● **EXTRACT TO READ**
** begin **

So my question is how do I create a textfilter that is called without having to include an unwanted and essentially useless column in each table?

What would be brilliant would be something that passed the field (and preferably table) name rather than filter type.

Roy Lambert
Thu, Nov 29 2007 8:51 AMPermanent Link

Roy Lambert

NLH Associates

Team Elevate Team Elevate

Tim


My testing shows that if the Filter Type column contents do not match the textfilter module type the module isn't called. This implies I'll need a separate module for each filtering type (to use your examples rtf and html) or just have a generic Filter Type column which just has something like 'filter' as its contents and then check inside the textfilter as to what I want to do. So what's the point of passing the FilterType into the module?


Roy Lambert
Thu, Nov 29 2007 4:33 PMPermanent Link

Tim Young [Elevate Software]

Elevate Software, Inc.

Avatar

Email timyoung@elevatesoft.com

Roy,

<< So my question is how do I create a textfilter that is called without
having to include an unwanted and essentially useless column in each table?
>>

You can't - the filter type column determines which text filter is called,
if any.

<< What would be brilliant would be something that passed the field (and
preferably table) name rather than filter type. >>

What's the difference ?  It sounds to me like just another way of
introducing a filter type column.

--
Tim Young
Elevate Software
www.elevatesoft.com

Thu, Nov 29 2007 4:39 PMPermanent Link

Tim Young [Elevate Software]

Elevate Software, Inc.

Avatar

Email timyoung@elevatesoft.com

Roy,

<< My testing shows that if the Filter Type column contents do not match the
textfilter module type the module isn't called. >>

So does the manual: Smiley

"If a matching text filter is found, then the text to be indexed is first
passed to the text filter before being passed on to the word generator (see
below). If a matching text filter is not found, then the text is passed on
directly to the word generator without being filtered."

** end **

● **RECORDS**
** begin **

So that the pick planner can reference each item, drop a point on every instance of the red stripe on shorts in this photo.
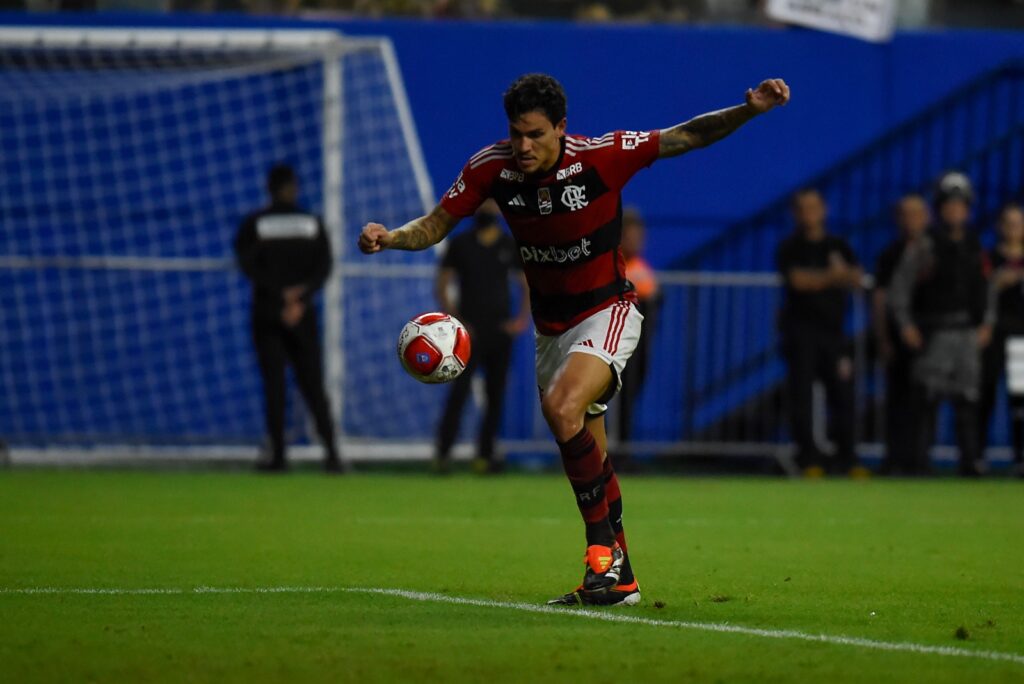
(616, 327)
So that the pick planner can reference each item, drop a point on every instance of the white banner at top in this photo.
(869, 19)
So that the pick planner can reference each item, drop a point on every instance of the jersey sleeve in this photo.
(630, 152)
(469, 190)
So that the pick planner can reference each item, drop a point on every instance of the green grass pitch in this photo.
(921, 564)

** end **

● **STATED EXERCISE 1**
Answer these questions from the forum thread on text filters:
(a) According to Roy Lambert's testing, what happens when the Filter Type column contents do not match the textfilter module type?
(b) What does Tim Young say determines which text filter is called?
(c) In the quoted manual passage, what happens to the text to be indexed when no matching text filter is found?
● **STATED EXERCISE 2**
Resume the forum thread on text filters, carrying on from its final line.

● **EXERCISE RESPONSE 1**
(a) The module isn't called.
(b) The filter type column determines which text filter is called, if any.
(c) The text is passed on directly to the word generator without being filtered.

● **EXERCISE RESPONSE 2**
<< This implies I'll need a separate module for each filtering type (to use
your examples rtf and html) or just have a generic Filter Type column which
just has something like 'filter' as its contents and then check inside the
textfilter as to what I want to do. So what's the point of passing the
FilterType into the module? >>

It's just basically a check to make sure that you've got the hook-ups done
correctly in the CREATE TEXT FILTER DDL statement.  However, you could also
use the same DLL library for more than one filter type by simply copying
each DLL to a different name, but keeping the exact same code, and have the
DLL do the decision making.

--
Tim Young
Elevate Software
www.elevatesoft.com

Fri, Nov 30 2007 5:36 AMPermanent Link

Roy Lambert

NLH Associates

Team Elevate Team Elevate

Tim


Merged two posts together cos they're both relevant. I'm also "thinking aloud" and trying to get my head round this as well so please bear with me.

><< So my question is how do I create a textfilter that is called without
>having to include an unwanted and essentially useless column in each table?
> >>
>
>You can't - the filter type column determines which text filter is called,
>if any.
>
><< What would be brilliant would be something that passed the field (and
>preferably table) name rather than filter type. >>
>
>What's the difference ? It sounds to me like just another way of
>introducing a filter type column.

Yes and no. Your current schema operates at a row level, this would operate at a column level. I can see the benefits of a row level determination of filter type when the data to be operated on has a changeable format. This is the case with ELN which will contain Emails (not changeable), Letters (not changeable) and Notes (changeable) but not with eMails (I have two tables one for emails from people/institutions that are not part of the contact base and the other for those that are which may contains letters and notes as well as emails). For ELN it makes sense to work at row level since the notes may be plain or rich text. eMails, since I'm only going to need to perform the filtering once (the field will never be changed) I could easily determine if its plain, html or (it happens) rtf within the text filter itself.

Each table also has two other columns which will have a text index - Comments & Flags. Neither of these will need filtering, probably Comments will pass through a word generator as will Flags but the criteria will be different. Both are changeable.

I'll need two word generators because Comments will simply enforce the users views on word lengths and stop lists. Flags will have to pass through one because I use #160 (hard space) to make words into a phrase that can then be searched for eg "interesting piece of code"

Thinks "this will probably be a better scenario than me doing all the work in a text filter AND then it passing through Tim's word generator".

I have another table where the data is guaranteed to be in wpt format (WPTools 5 propriety format) and another one where its guaranteed to be html. In those two cases it would be better to be able to call a text filter based on the column name rather than a row in a filter type column.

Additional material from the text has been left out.